**DIRECTION**
Convert the lines of the records below, from the line containing "tag: metal bridge railing => bbox" through the line containing "[4,158,101,215]", into a numbered list, leaving out any blank lines.

**MATERIAL SUPPLIED**
· · · ·
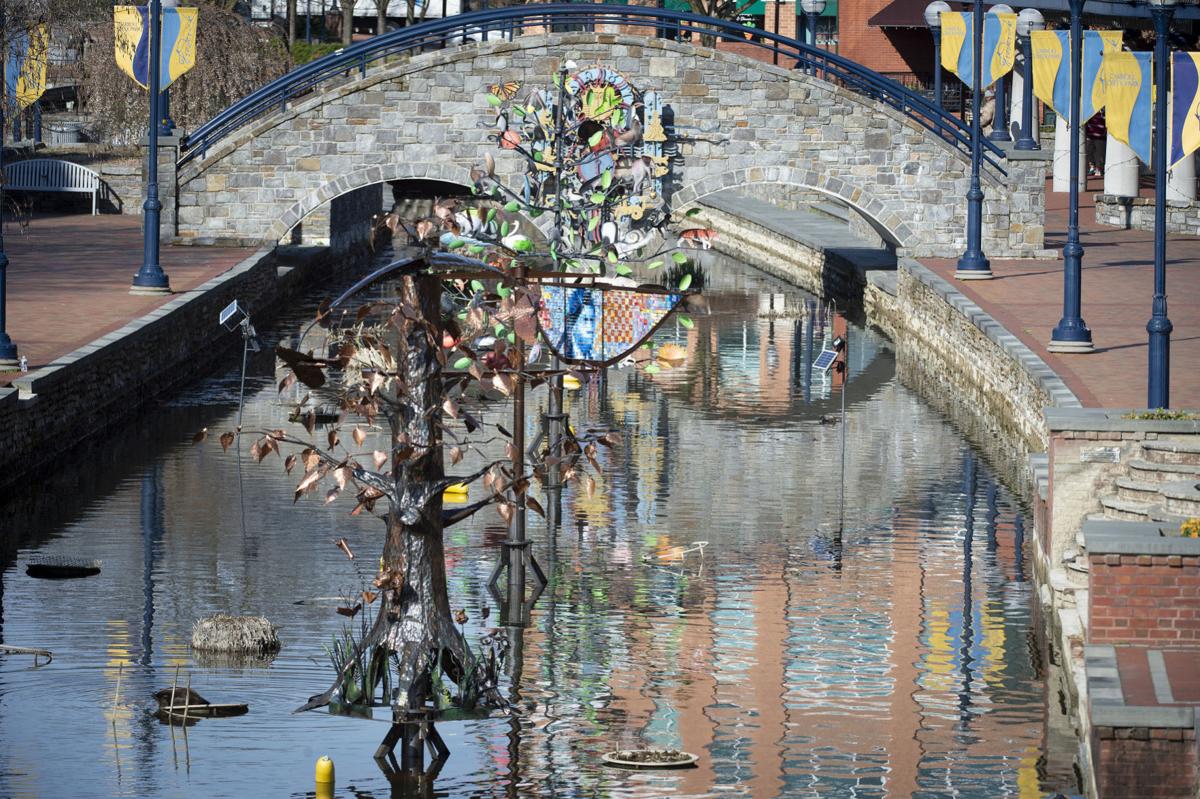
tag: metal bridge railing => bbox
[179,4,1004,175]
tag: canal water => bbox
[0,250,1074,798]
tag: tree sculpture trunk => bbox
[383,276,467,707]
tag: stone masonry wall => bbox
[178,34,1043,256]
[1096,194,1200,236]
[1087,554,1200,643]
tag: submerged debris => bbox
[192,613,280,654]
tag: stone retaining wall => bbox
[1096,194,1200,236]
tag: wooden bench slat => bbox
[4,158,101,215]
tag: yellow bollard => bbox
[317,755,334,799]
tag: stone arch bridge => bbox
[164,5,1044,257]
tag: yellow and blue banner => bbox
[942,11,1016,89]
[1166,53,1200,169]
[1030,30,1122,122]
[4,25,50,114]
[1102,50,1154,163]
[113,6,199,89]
· · · ·
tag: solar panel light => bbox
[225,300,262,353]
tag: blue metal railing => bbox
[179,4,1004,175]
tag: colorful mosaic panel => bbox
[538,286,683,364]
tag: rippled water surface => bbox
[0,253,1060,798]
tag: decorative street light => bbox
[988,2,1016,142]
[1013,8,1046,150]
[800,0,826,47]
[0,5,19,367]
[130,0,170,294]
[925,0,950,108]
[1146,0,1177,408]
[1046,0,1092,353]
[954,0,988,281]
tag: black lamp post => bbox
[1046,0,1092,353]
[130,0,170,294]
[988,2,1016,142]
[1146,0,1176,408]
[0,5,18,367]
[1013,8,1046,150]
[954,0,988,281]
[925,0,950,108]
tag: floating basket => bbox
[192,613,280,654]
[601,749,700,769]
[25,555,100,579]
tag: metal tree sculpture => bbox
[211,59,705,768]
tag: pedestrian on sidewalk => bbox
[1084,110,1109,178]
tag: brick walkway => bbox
· · · ·
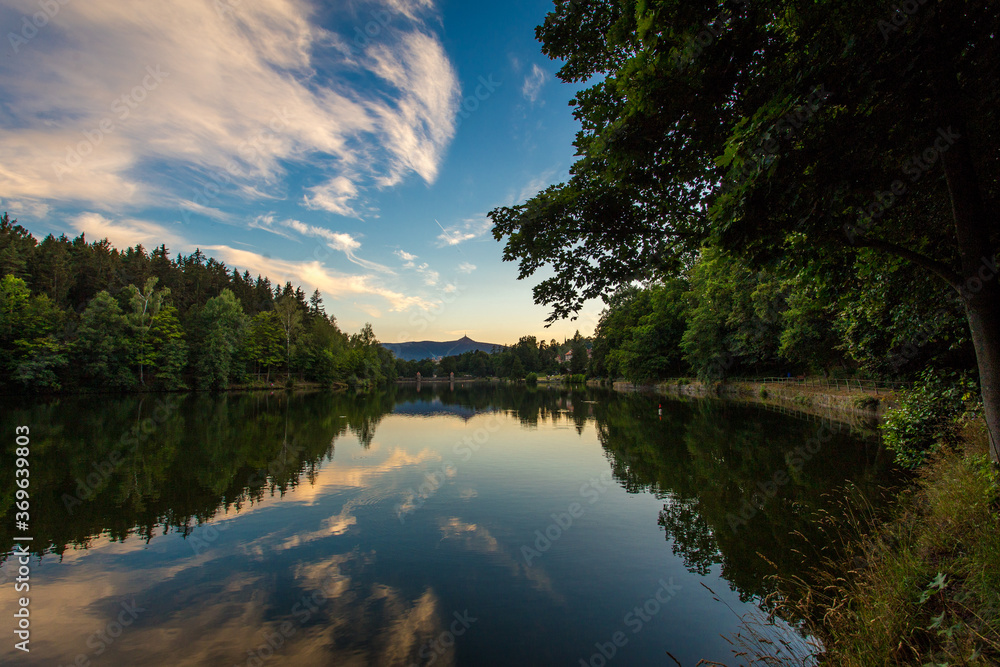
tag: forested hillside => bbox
· · · ·
**OUTPUT OF THE TASK**
1. tag: metal bridge railing => bbox
2. [179,4,1004,175]
3. tag: canal water => bbox
4. [0,250,1074,798]
5. tag: tree sculpture trunk => bbox
6. [383,276,467,707]
7. tag: stone masonry wall => bbox
8. [178,34,1043,256]
9. [1096,194,1200,236]
10. [1087,554,1200,643]
11. tag: submerged debris => bbox
12. [192,613,280,654]
13. tag: stone retaining wall => bbox
14. [1096,194,1200,236]
15. tag: wooden bench slat => bbox
16. [4,158,101,215]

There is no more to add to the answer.